■ Extract provided
╔══

MANCHESTER—Twelve days ago, Ian Connor outkicked Kenyans Eric Chirchir and Patrick Nthiwa to win the Richmond Marathon 8K.
He could barely walk for three days afterward.
This time, Nthiwa - aware of Connor's kick - got ahead of him a little earlier. Then he outkicked Chirchir in the final 100 meters of the 4.748-mile race. He won in 22:16, a second ahead of Chirchir.
It was the second time in five days Nthiwa, 22, had beaten Chirchir, 21, by a second. The two raced Sunday at the Philadelphia Marathon 8K, which Nthiwa won.
Karl Keska of England finished third (22:20) and Connor, of Blowing Rock, N.C., was fourth (22:25).
"After Richmond, I've been struggling to try to get my legs together for this race," said Connor, 25, a former Ohio State steeplechaser who ran in the Olympic 1,500 meter trials this summer.
Nthiwa became the first back-to-back winner since Phillimon Hanneck in 1994-95.

╚══

■ Exercise data
╔══

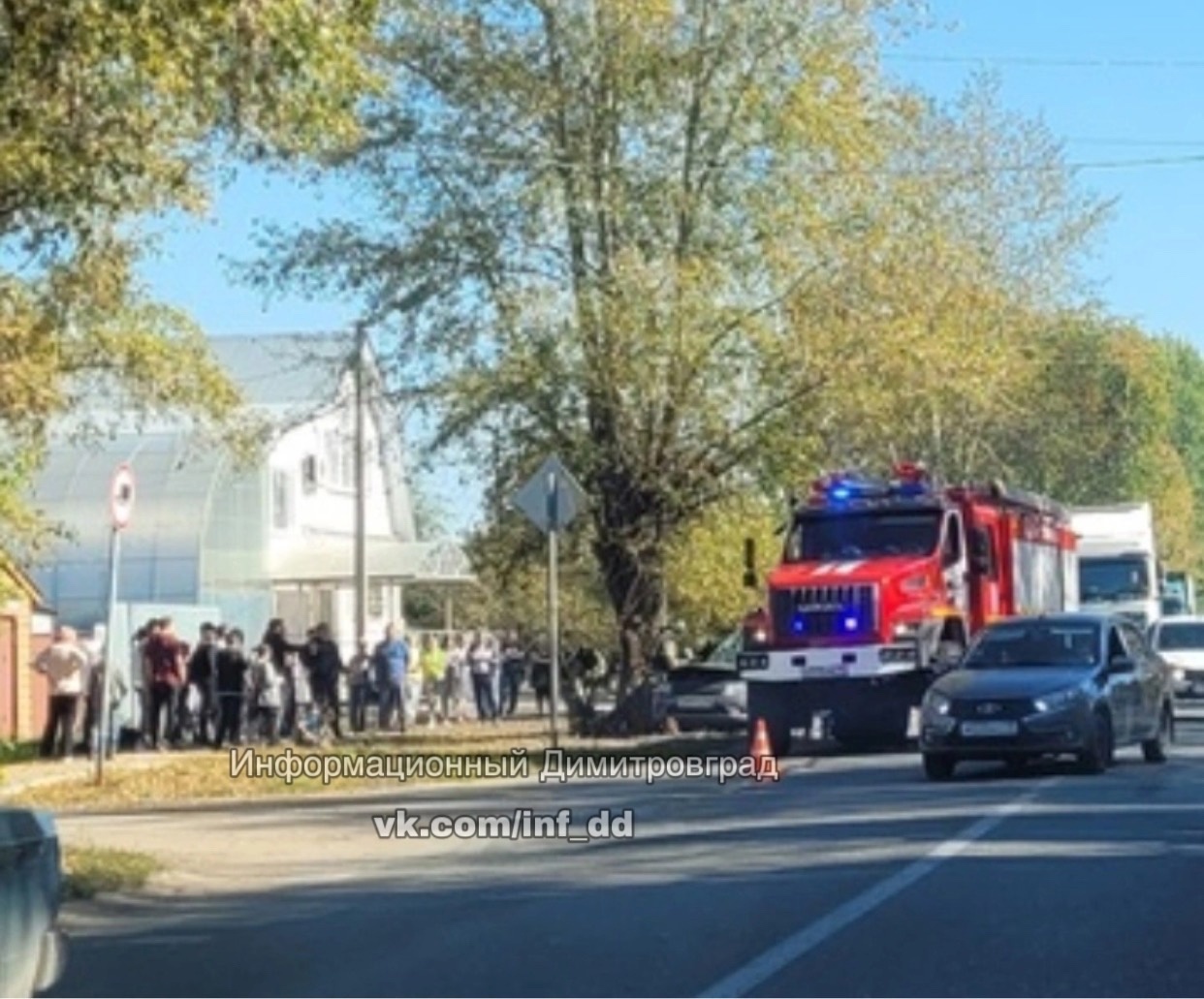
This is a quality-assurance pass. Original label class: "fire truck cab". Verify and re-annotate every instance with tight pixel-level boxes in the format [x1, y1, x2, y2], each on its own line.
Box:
[737, 463, 1078, 755]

╚══

Edit the race report's passage that opens with the words "MANCHESTER—Twelve days ago, Ian" and closes with "three days afterward.", writing it out again with "outran" in place of "outkicked".

■ Output of the task
MANCHESTER—Twelve days ago, Ian Connor outran Kenyans Eric Chirchir and Patrick Nthiwa to win the Richmond Marathon 8K.
He could barely walk for three days afterward.